Activity ▸ An identical copy of the data below is needed.

Provided entries ▸
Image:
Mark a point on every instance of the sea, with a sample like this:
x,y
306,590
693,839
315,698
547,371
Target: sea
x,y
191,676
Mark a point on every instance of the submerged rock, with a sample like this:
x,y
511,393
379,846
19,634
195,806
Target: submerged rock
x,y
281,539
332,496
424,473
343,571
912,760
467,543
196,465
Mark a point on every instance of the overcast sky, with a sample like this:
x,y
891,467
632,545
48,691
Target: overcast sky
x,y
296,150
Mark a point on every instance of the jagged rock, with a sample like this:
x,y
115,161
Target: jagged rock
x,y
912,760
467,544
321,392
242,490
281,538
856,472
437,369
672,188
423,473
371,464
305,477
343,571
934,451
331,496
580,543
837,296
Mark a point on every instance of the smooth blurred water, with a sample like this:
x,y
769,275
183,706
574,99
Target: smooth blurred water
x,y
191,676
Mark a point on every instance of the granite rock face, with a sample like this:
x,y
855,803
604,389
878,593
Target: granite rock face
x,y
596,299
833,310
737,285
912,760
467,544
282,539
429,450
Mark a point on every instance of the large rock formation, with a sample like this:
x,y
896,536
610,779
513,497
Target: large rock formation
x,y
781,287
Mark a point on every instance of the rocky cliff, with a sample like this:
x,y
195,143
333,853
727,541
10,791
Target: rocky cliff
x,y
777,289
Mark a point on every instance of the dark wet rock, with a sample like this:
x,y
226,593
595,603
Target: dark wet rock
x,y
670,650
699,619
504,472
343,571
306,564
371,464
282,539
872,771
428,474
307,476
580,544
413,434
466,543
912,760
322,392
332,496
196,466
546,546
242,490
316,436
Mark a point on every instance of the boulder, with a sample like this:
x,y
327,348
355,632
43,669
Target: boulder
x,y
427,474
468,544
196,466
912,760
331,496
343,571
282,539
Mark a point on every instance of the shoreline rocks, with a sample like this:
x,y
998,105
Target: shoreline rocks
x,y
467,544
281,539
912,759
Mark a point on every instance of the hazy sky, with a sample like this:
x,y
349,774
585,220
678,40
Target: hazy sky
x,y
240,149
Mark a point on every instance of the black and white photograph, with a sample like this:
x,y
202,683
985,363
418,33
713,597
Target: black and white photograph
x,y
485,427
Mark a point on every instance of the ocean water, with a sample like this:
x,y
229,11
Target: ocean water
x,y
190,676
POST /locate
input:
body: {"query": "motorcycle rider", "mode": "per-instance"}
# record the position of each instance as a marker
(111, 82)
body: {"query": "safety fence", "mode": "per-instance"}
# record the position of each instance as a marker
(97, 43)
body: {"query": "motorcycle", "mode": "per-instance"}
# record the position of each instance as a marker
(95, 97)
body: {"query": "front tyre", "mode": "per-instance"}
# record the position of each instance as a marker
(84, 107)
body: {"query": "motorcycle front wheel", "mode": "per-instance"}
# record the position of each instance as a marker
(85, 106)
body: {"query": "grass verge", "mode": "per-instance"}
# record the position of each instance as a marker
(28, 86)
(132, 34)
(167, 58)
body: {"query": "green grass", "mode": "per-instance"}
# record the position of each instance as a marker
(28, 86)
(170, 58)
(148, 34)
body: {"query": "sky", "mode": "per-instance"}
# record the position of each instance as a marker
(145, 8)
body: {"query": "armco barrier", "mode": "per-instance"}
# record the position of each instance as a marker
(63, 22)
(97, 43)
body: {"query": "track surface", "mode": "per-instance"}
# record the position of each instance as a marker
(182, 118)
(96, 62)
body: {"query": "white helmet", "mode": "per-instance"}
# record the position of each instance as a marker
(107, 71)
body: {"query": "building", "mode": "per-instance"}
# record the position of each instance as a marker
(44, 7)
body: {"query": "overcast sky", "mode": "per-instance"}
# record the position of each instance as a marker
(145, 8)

Exercise output ▸
Image:
Mark a point on every instance of the sea, with a sample like this:
x,y
306,590
693,839
315,698
547,371
Target: sea
x,y
191,676
Mark a point on every instance of the submerged rock, with a sample like this:
x,y
511,393
379,846
19,634
195,806
Target: submerged rock
x,y
281,539
332,496
424,473
343,571
912,760
467,543
196,465
Mark a point on every instance of the overcast sky, with a sample like this:
x,y
891,467
632,545
48,691
Target: overcast sky
x,y
296,150
Mark a point on every instance of the jagged rock, with a sample like this:
x,y
115,161
Target: jagged rock
x,y
912,760
467,544
321,392
242,490
281,538
856,472
437,369
672,188
423,473
371,464
305,477
343,571
934,451
331,496
580,543
837,296
Mark a point on every instance of the smooth blurred water, with a sample like this:
x,y
769,275
183,706
574,99
Target: smooth blurred water
x,y
191,676
Mark a point on every instance of the granite rock face, with a sample like this:
x,y
855,803
604,389
878,593
Target: granite rock face
x,y
596,299
833,310
737,285
912,760
467,544
282,539
429,450
Mark a point on every instance of the large rock formation, with a sample like this:
x,y
896,536
610,779
513,497
Target: large rock formation
x,y
781,287
Mark a point on every instance of the rocky cliff, with a sample like this:
x,y
195,143
333,853
727,541
10,791
Target: rocky cliff
x,y
777,289
Mark a point on every instance of the dark wet rock, with a sample like this:
x,y
226,593
595,603
Target: dark wet rock
x,y
670,650
699,619
504,472
343,571
306,564
371,464
282,539
872,771
428,474
307,476
580,544
413,434
466,543
912,760
322,392
332,496
196,466
546,546
242,490
316,436
Mark a point on every instance of the boulder, with a sample like this:
x,y
327,348
355,632
43,669
Target: boulder
x,y
427,474
468,544
196,466
912,760
331,496
343,571
282,539
Mark a point on every instance of the shoreline rocks, with a sample like this:
x,y
998,105
Target: shoreline rocks
x,y
467,544
281,539
912,759
Mark a point on every instance of the hazy sky, with a sample like this:
x,y
349,774
585,220
678,40
Target: hazy sky
x,y
240,149
Mark a point on every instance of the black and white photograph, with a sample like this:
x,y
202,683
985,363
418,33
713,597
Target: black and white photograph
x,y
485,427
Mark a point on every instance of the ocean water, with a sample like this:
x,y
229,11
Target: ocean water
x,y
190,676
POST /locate
input:
body: {"query": "motorcycle rider", "mode": "per-instance"}
# record the position of each instance as a marker
(111, 82)
body: {"query": "safety fence", "mode": "per-instance"}
# record the position of each instance as a marker
(97, 43)
body: {"query": "motorcycle", "mode": "per-instance"}
# record the position of each instance as a marker
(95, 97)
body: {"query": "front tyre", "mode": "per-instance"}
# record the position of each instance as a marker
(84, 107)
body: {"query": "motorcycle front wheel", "mode": "per-instance"}
# record the position of each instance as a marker
(85, 106)
body: {"query": "grass verge", "mode": "per-instance"}
# record the position of each instance as a marker
(28, 86)
(132, 34)
(167, 58)
body: {"query": "green grass", "mode": "per-instance"}
# record the position of each instance as a marker
(28, 86)
(170, 58)
(148, 34)
body: {"query": "sky", "mode": "per-instance"}
# record the position of each instance as a marker
(145, 8)
body: {"query": "armco barrier", "mode": "per-instance"}
# record the position of each instance as a marker
(63, 22)
(97, 43)
body: {"query": "track surface", "mode": "per-instance"}
# record the position of each instance as a marker
(182, 118)
(96, 62)
body: {"query": "white helmet", "mode": "per-instance"}
# record the position of each instance as a marker
(107, 71)
body: {"query": "building", "mode": "per-instance"}
# record the position of each instance as a marker
(44, 7)
body: {"query": "overcast sky", "mode": "per-instance"}
# record the position of each instance as a marker
(145, 8)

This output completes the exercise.